● WHAT TO WORK ON
Starting with the line containing "the blue jeans" and continuing through the end of the items, write those lines out again with "eyeglasses" replaced by "sunglasses" and nothing else altered.

Excerpts from a point labeling dataset
◇ ◇ ◇ ◇
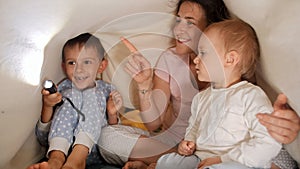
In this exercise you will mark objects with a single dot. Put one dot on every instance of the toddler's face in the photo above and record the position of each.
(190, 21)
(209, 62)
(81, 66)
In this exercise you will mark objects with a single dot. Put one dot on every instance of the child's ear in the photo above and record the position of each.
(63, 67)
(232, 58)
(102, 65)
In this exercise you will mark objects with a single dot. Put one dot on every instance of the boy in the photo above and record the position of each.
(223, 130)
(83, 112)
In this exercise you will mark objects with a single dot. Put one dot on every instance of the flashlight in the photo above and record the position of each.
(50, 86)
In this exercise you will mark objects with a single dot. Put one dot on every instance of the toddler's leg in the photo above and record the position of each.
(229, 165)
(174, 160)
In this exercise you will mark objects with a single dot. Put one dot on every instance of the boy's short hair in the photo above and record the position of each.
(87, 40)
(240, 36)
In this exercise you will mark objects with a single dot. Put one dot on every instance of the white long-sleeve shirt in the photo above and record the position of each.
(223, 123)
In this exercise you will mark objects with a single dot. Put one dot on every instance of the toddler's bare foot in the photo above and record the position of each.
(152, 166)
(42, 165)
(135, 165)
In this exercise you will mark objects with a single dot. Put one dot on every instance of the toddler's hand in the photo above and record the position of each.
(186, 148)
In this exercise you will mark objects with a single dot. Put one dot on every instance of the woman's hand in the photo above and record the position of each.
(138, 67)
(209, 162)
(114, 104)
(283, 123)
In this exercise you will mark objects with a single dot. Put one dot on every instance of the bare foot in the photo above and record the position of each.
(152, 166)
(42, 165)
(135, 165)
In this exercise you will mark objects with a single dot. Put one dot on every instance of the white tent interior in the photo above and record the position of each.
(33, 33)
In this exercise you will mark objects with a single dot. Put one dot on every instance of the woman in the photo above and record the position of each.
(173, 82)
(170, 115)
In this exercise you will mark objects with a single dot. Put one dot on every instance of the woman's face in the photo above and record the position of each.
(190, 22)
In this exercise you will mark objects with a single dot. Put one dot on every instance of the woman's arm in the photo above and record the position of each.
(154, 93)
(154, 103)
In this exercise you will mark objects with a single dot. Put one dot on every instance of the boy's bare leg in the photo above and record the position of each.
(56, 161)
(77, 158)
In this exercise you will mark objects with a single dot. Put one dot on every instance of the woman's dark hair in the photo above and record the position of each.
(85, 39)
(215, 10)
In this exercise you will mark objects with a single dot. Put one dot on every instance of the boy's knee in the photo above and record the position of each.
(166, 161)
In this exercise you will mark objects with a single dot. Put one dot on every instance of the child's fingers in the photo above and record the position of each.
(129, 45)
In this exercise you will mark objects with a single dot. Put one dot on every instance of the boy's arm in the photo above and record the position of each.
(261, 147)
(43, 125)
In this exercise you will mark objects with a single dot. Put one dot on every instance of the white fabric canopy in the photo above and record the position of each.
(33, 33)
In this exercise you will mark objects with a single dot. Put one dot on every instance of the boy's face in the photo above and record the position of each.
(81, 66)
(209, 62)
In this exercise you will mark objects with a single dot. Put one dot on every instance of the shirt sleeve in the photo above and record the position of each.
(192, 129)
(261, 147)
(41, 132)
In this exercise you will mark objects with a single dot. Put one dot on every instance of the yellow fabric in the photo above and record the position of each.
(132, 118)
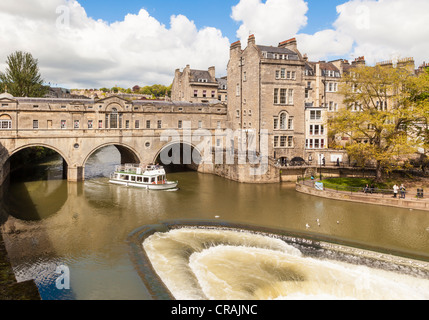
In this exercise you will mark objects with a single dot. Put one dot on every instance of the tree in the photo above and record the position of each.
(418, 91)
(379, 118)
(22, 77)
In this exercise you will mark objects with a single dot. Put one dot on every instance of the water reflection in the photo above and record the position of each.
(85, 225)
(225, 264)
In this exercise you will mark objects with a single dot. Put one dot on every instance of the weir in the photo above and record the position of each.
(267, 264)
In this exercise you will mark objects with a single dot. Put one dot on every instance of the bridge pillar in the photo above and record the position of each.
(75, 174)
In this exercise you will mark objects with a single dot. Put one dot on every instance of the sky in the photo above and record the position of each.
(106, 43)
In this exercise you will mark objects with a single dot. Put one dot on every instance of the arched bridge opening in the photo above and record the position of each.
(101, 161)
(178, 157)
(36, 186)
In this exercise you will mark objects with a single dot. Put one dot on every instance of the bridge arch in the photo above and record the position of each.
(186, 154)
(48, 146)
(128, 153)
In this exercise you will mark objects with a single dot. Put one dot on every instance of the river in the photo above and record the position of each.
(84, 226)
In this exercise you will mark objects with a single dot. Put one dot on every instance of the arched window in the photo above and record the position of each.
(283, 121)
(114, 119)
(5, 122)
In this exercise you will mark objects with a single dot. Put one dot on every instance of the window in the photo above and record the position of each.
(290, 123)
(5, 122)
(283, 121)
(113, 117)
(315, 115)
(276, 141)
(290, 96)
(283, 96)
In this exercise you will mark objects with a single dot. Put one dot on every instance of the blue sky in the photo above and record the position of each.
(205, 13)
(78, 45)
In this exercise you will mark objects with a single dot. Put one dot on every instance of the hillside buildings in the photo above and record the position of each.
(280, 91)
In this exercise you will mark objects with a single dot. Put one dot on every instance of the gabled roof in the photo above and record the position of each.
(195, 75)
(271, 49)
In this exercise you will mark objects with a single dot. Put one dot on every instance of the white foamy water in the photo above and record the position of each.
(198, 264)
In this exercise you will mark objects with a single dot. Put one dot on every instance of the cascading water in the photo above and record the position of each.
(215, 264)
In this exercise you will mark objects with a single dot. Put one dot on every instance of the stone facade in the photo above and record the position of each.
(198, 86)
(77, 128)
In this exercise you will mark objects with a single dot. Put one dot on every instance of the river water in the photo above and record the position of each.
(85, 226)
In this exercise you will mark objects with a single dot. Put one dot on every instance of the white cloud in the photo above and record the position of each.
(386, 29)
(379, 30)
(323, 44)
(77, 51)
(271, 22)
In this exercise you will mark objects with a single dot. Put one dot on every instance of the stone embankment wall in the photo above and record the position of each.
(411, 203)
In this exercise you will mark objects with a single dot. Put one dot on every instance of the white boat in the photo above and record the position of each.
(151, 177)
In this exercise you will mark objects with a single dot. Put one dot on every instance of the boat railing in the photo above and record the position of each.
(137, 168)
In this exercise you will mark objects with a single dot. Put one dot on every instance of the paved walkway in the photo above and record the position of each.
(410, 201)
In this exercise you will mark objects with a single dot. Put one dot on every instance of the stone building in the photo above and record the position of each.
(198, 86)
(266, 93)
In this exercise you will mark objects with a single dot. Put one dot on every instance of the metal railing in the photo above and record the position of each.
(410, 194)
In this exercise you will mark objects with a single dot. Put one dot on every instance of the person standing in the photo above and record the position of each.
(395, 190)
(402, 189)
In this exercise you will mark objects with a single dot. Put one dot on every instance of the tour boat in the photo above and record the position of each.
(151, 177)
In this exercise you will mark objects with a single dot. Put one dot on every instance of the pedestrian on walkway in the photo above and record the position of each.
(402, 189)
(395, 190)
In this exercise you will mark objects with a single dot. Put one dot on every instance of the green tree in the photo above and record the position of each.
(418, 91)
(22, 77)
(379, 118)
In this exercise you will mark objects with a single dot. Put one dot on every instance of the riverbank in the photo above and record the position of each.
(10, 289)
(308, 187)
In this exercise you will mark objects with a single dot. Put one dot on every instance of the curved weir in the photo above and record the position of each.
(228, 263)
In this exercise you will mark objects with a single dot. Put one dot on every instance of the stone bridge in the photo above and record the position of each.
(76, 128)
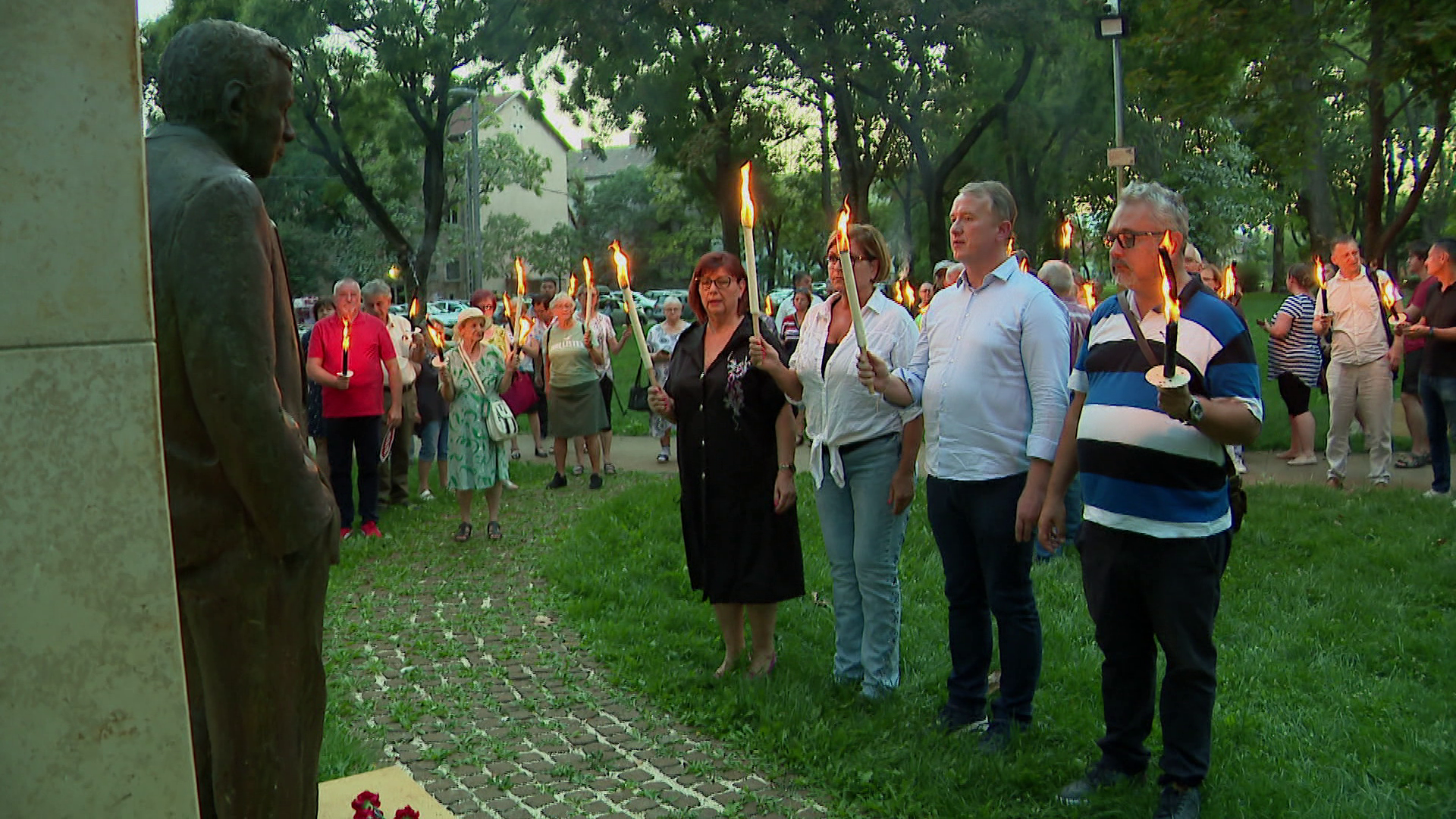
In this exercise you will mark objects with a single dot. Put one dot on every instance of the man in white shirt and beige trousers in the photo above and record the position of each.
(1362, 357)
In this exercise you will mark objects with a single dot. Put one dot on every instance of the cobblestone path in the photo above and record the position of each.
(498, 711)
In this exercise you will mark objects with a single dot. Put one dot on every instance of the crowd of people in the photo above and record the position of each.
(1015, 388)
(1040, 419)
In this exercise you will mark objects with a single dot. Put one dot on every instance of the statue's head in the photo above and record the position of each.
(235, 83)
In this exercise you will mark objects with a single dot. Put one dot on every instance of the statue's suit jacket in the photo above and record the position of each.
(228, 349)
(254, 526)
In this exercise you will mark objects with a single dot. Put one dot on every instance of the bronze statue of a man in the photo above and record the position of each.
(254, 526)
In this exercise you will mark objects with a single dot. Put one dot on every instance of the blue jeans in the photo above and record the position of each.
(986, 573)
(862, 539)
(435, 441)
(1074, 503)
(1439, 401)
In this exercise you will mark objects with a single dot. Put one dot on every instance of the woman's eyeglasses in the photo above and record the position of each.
◇ ◇ ◇ ◇
● RIGHT ANSWER
In this exercise you will mark objects with a single dot. Put one dot on every instance of the blue jeans in the photo above and record the position of each.
(986, 573)
(862, 539)
(435, 441)
(1074, 503)
(1439, 401)
In this exercise you will mark objects with a single dot. Put one dot on every instance of the woman's sunglasses in the photo above and record the position of each.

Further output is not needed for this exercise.